• **Description of the task**
Where does the word "every" show up in the data? Please find each such line and copy it.

Data records:
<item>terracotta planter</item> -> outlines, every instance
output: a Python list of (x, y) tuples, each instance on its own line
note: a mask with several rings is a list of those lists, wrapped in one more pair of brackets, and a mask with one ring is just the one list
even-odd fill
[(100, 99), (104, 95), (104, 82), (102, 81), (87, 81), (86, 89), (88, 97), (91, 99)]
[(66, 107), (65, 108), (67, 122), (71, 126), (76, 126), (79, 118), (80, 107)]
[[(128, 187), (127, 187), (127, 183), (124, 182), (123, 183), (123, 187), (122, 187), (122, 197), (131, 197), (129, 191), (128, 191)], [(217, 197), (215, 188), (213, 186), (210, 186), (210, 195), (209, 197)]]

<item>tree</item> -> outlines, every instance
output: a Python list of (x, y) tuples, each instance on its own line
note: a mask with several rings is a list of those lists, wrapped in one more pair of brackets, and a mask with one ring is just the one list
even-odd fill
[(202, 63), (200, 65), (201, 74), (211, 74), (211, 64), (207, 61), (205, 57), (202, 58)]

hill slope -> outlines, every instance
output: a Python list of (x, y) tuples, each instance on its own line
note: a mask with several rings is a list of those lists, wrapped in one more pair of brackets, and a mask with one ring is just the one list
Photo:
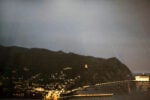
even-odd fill
[[(88, 68), (84, 68), (87, 64)], [(64, 68), (71, 68), (68, 77), (80, 75), (82, 81), (106, 82), (132, 78), (131, 71), (117, 58), (102, 59), (74, 53), (54, 52), (39, 48), (0, 46), (0, 74), (8, 70), (29, 69), (29, 76), (34, 73), (55, 73)]]

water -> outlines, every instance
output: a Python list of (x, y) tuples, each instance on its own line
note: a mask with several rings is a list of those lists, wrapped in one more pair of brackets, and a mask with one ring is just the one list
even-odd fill
[[(113, 86), (103, 86), (103, 87), (90, 87), (87, 88), (86, 91), (81, 91), (81, 93), (100, 93), (101, 91), (111, 91), (110, 93), (117, 93), (113, 96), (109, 97), (72, 97), (68, 98), (67, 100), (150, 100), (150, 82), (136, 82), (136, 88), (130, 90), (129, 93), (124, 93), (122, 89), (124, 88), (117, 88), (119, 85)], [(121, 85), (120, 85), (121, 86)], [(125, 86), (123, 84), (122, 86)], [(113, 87), (113, 88), (112, 88)], [(80, 93), (80, 91), (79, 91)], [(0, 100), (42, 100), (42, 99), (27, 99), (27, 98), (13, 98), (13, 99), (1, 99)]]
[(129, 94), (129, 95), (114, 95), (110, 97), (76, 97), (69, 100), (150, 100), (149, 93)]
[(30, 98), (5, 98), (0, 100), (42, 100), (42, 99), (30, 99)]
[[(0, 100), (42, 100), (42, 99), (23, 99), (23, 98), (9, 98)], [(136, 94), (123, 94), (114, 95), (109, 97), (73, 97), (66, 100), (150, 100), (150, 93), (136, 93)]]

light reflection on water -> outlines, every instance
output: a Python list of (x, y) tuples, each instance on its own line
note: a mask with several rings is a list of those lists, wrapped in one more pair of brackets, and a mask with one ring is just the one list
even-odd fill
[[(43, 100), (30, 98), (5, 98), (0, 100)], [(113, 95), (108, 97), (72, 97), (63, 100), (150, 100), (150, 91), (130, 94)]]
[[(42, 99), (0, 99), (0, 100), (42, 100)], [(64, 99), (63, 99), (64, 100)], [(65, 100), (150, 100), (150, 92), (137, 94), (114, 95), (109, 97), (73, 97)]]

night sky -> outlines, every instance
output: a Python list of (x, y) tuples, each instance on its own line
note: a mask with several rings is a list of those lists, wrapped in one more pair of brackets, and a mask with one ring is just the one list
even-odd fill
[(150, 72), (150, 0), (0, 0), (0, 44), (117, 57)]

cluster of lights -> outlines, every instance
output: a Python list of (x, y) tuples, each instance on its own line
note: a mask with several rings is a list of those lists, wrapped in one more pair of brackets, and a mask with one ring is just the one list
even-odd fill
[(149, 76), (135, 76), (136, 81), (149, 81)]

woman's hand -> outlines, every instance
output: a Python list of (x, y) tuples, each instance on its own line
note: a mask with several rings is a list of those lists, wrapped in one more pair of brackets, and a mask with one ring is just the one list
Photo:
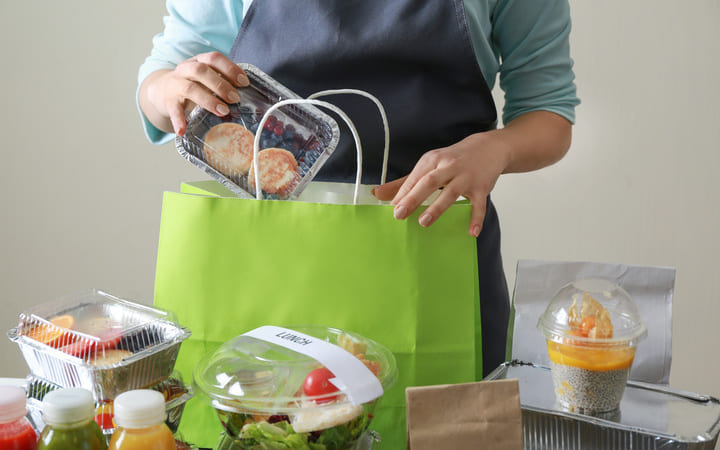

• **Response to this exercise**
<item>terracotta planter</item> -> outlines, every instance
<item>tree</item> -> outlines, every instance
hill slope -> outlines, every instance
water -> outlines, every instance
light reflection on water -> outlines, every instance
night sky -> outlines, every instance
cluster of lights -> outlines, every instance
woman's hand -> outlines, every instance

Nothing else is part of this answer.